▶ **Exercise brief**
Quote the listing below verbatim, reproducing every line in its original order.

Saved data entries
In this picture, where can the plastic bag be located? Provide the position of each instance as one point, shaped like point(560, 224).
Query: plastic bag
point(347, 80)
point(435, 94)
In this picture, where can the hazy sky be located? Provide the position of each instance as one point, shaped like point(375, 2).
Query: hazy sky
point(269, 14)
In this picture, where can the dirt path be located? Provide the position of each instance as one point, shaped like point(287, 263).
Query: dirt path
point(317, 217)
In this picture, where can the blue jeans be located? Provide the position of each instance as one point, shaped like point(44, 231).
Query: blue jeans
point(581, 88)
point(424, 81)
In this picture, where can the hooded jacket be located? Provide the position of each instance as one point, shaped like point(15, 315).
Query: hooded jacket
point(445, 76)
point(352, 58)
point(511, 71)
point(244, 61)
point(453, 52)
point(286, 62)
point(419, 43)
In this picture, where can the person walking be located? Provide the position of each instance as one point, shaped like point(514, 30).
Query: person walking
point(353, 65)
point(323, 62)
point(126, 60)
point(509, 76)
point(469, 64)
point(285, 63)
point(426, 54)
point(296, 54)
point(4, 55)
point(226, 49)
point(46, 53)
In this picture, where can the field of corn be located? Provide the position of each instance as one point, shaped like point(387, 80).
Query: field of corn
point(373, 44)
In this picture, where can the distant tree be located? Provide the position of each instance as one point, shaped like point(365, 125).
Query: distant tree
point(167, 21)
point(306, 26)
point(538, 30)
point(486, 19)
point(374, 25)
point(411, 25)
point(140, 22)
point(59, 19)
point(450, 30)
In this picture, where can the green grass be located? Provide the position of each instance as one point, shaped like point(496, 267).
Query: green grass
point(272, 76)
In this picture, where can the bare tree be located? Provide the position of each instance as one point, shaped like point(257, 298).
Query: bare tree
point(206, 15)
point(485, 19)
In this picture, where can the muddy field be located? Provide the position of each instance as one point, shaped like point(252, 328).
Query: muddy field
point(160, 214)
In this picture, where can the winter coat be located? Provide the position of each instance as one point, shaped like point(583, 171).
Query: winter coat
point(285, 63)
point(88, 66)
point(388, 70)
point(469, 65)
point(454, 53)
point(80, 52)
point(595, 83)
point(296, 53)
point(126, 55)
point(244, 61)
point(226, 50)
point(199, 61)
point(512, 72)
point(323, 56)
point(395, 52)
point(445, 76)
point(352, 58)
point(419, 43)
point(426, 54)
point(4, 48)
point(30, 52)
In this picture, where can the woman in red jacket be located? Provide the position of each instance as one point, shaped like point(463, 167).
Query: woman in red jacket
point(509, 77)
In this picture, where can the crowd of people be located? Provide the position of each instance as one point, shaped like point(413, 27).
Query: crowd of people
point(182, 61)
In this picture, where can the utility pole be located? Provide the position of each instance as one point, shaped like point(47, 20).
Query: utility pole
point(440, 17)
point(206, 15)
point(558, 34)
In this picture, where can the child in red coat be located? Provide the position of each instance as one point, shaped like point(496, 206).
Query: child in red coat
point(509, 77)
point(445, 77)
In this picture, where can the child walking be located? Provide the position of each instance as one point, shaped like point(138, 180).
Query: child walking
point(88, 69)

▶ **Solution to this task**
In this picture, where can the plastic bag be located? Provide the position of each instance as one point, shaped like point(560, 224).
Query: plastic bag
point(347, 80)
point(435, 94)
In this picture, where can the hazy sky be located? Provide the position of each instance as one point, shaped like point(375, 2).
Query: hazy sky
point(269, 14)
In this picture, where can the dirt path be located? Provide the position of each instance as one point, shaped like point(287, 263).
Query: dirt path
point(317, 217)
In this picture, where can the blue jeans be located? Provide the position of each instance as one point, shaped like point(44, 231).
Query: blue jeans
point(581, 88)
point(424, 81)
In this picture, where can the hooded jacket be located? Provide the position of each instance as one point, shaped like point(15, 315).
Query: hooded jacket
point(445, 76)
point(352, 58)
point(511, 71)
point(244, 61)
point(453, 52)
point(286, 62)
point(419, 43)
In this picture, where can the person walking be located? Provide the position of each instance as one point, shaped like point(514, 30).
Query: person walking
point(353, 65)
point(323, 62)
point(126, 60)
point(509, 76)
point(469, 64)
point(285, 63)
point(426, 54)
point(296, 54)
point(4, 55)
point(226, 49)
point(46, 53)
In this picture, where can the field of corn be located? Provide the position of each instance as one point, shaped like point(387, 80).
Query: field of corn
point(373, 44)
In this picture, where can the distant tree be located? Provide the position of each instance as one point, shaped like point(365, 125).
Query: distant tree
point(167, 21)
point(306, 26)
point(538, 30)
point(486, 19)
point(374, 25)
point(411, 25)
point(140, 22)
point(59, 19)
point(450, 30)
In this picture, where can the green grass be located? Provide the position of each instance as one point, shaped like point(496, 267).
Query: green grass
point(272, 76)
In this picture, where can the bare tree be located? Provide the position of each instance as one point, shaped like point(257, 298).
Query: bare tree
point(206, 15)
point(485, 19)
In this picture, where can the muddy field be located? Provide the position of each instance as one point, shaped like point(252, 328).
Query: muddy field
point(160, 214)
In this picture, where can the winter coat be located? Provide the position of each instance as one point, shaped like point(583, 171).
Query: winter coat
point(285, 63)
point(88, 66)
point(388, 70)
point(469, 65)
point(454, 53)
point(80, 52)
point(595, 83)
point(296, 53)
point(126, 55)
point(244, 61)
point(226, 50)
point(199, 61)
point(512, 72)
point(323, 56)
point(395, 52)
point(445, 76)
point(352, 58)
point(419, 43)
point(426, 54)
point(4, 48)
point(30, 52)
In this picture, where can the woman in red jacket be located? Provide the position of each instance as one point, shaped like point(463, 167).
Query: woman in red jacket
point(509, 77)
In this picture, where can the crowd of people be located? Provide the position of each instance as one point, shaped like point(413, 27).
Query: crowd of people
point(182, 61)
In this picture, where can the utility pole be located? Provide the position of each instance as one point, shaped like point(47, 20).
Query: utility pole
point(440, 17)
point(206, 15)
point(558, 34)
In this picture, where can the child in red coat be located? Provide the position of each instance as one point, shaped like point(496, 206).
Query: child in red coat
point(509, 77)
point(445, 77)
In this picture, where can the child walking be located? Provide the position of each instance as one point, shaped like point(138, 180).
Query: child walking
point(88, 69)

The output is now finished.